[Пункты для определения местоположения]

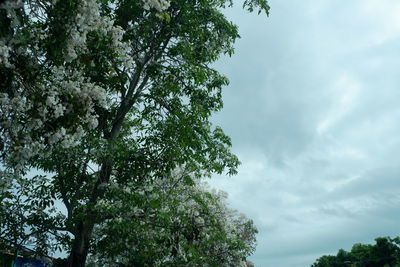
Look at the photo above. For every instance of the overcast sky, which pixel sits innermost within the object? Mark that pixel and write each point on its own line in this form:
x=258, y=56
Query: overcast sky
x=313, y=110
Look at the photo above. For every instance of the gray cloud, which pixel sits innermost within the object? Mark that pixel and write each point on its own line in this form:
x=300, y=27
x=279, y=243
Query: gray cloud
x=313, y=113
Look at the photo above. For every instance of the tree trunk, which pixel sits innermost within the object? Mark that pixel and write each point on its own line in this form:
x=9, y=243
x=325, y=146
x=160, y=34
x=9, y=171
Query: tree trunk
x=80, y=245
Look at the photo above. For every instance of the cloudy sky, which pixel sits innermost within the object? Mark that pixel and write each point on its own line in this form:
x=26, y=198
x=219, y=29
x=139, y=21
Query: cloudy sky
x=313, y=110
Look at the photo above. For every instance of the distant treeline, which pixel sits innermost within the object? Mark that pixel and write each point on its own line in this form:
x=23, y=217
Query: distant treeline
x=384, y=253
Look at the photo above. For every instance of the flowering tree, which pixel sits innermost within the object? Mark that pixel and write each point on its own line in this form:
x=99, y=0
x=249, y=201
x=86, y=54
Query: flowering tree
x=176, y=224
x=107, y=93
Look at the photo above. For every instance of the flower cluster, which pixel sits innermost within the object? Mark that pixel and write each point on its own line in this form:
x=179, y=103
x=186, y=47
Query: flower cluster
x=89, y=19
x=159, y=5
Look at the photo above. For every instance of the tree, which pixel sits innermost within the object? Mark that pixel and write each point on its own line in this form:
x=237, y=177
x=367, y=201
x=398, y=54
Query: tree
x=385, y=253
x=184, y=224
x=100, y=93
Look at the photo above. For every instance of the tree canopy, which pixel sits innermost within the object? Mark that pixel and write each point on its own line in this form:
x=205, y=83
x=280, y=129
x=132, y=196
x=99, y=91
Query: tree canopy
x=101, y=97
x=384, y=253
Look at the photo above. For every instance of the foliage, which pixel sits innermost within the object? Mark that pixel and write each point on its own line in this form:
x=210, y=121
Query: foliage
x=182, y=225
x=101, y=96
x=384, y=253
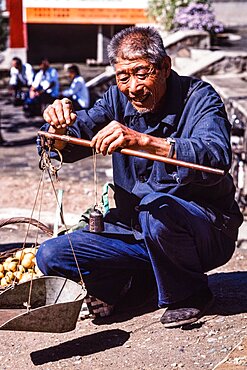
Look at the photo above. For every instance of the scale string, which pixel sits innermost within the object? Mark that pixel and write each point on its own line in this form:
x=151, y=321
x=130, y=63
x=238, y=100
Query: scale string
x=95, y=180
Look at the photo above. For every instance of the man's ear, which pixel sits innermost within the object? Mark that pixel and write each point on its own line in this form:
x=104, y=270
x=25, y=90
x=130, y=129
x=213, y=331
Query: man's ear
x=166, y=66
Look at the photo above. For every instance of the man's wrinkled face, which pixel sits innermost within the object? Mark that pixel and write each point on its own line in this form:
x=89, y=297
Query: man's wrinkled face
x=142, y=83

[ЗАДАНИЕ ДЛЯ ВЫПОЛНЕНИЯ]
Перепишите пункты от самого начала до строки с «x=313, y=113» включительно, поменяв «gray cloud» на «white cloud» и оставив всё остальное без изменений. Изображения в ответ не включайте.

[РЕШЁННОЕ УПРАЖНЕНИЕ]
Look at the photo above. For every instance of the overcast sky, which pixel sits innermost within the object? Mark that pixel and write each point on its own line in this form:
x=258, y=56
Query: overcast sky
x=313, y=110
Look at the photo above. For every instance of the white cloud, which pixel sits innermost within the object? Mark that pixel and write each point on its own line in this form:
x=300, y=27
x=279, y=243
Query: white cloud
x=313, y=113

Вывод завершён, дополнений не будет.